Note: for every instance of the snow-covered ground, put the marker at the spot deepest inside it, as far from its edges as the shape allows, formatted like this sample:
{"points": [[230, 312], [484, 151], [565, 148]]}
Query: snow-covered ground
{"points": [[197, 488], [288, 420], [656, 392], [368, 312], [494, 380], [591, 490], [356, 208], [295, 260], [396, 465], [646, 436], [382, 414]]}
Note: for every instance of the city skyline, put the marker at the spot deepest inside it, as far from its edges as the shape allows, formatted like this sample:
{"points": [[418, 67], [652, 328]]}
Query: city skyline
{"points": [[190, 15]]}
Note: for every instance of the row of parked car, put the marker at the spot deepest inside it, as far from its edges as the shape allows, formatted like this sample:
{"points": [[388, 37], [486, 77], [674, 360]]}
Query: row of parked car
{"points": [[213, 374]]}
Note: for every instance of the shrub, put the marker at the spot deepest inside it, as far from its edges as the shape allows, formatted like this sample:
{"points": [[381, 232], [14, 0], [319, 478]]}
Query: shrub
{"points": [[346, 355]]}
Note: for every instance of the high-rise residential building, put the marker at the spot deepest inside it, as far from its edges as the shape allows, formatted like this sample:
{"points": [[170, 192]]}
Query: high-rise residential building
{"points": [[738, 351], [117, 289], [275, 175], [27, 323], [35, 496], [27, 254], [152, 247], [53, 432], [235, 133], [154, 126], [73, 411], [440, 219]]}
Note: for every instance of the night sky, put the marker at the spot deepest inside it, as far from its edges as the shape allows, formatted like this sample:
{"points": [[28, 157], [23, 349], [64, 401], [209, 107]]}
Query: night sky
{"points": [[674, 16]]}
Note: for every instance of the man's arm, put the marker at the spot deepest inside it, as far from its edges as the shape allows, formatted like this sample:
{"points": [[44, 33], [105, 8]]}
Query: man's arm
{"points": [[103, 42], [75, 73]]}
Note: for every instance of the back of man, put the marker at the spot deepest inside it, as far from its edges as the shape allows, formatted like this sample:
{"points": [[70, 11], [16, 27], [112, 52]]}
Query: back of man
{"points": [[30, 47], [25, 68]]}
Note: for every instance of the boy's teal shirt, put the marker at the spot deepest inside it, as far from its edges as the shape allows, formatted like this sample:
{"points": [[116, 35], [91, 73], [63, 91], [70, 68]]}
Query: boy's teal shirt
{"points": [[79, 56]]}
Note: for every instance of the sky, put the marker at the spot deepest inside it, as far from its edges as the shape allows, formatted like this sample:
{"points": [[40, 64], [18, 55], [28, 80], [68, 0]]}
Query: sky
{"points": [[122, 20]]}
━━━
[Task details] Copy out the records above exactly, from the line containing "Note: for every instance of the high-rise" through the end of the records.

[Result of the task]
Note: for every instance of the high-rise residential building, put the marker at the spot deepest inside it, as far from its edges as the shape allows, formatted like this sample:
{"points": [[170, 192]]}
Query: high-rise residential building
{"points": [[738, 351], [117, 289], [275, 175], [27, 323], [35, 496], [27, 254], [152, 247], [53, 432], [235, 133], [154, 126], [73, 411], [440, 219]]}
Note: for every instance of the night sky, put the marker at the spot deepest inside it, as far from its edges as the shape allows, formatted like this sample:
{"points": [[28, 157], [23, 349], [64, 401], [209, 107]]}
Query: night sky
{"points": [[674, 16]]}
Note: for every instance of the man's arm, put the marker at the spot deepest inside it, as far from its edges as the shape allows, formatted like this sample:
{"points": [[44, 33], [105, 8]]}
Query: man's arm
{"points": [[103, 42], [75, 73]]}
Note: for every instance of the back of man, put the marker at the spot deepest inside it, as far from its edges as the shape allows, formatted like this sample:
{"points": [[70, 11], [16, 27], [112, 52]]}
Query: back of man
{"points": [[30, 47], [25, 68]]}
Note: for every instance of the boy's teal shirt, put the marker at the spot deepest inside it, as far from its edges as the shape allows, formatted like this sample:
{"points": [[116, 35], [91, 73], [63, 91], [70, 68]]}
Query: boy's teal shirt
{"points": [[79, 56]]}
Note: for every instance of the sky, put the marker at the spot deepest inside it, as far from its edges as the shape allows, formatted like this sample:
{"points": [[40, 64], [18, 55], [28, 80], [68, 0]]}
Query: sky
{"points": [[122, 20]]}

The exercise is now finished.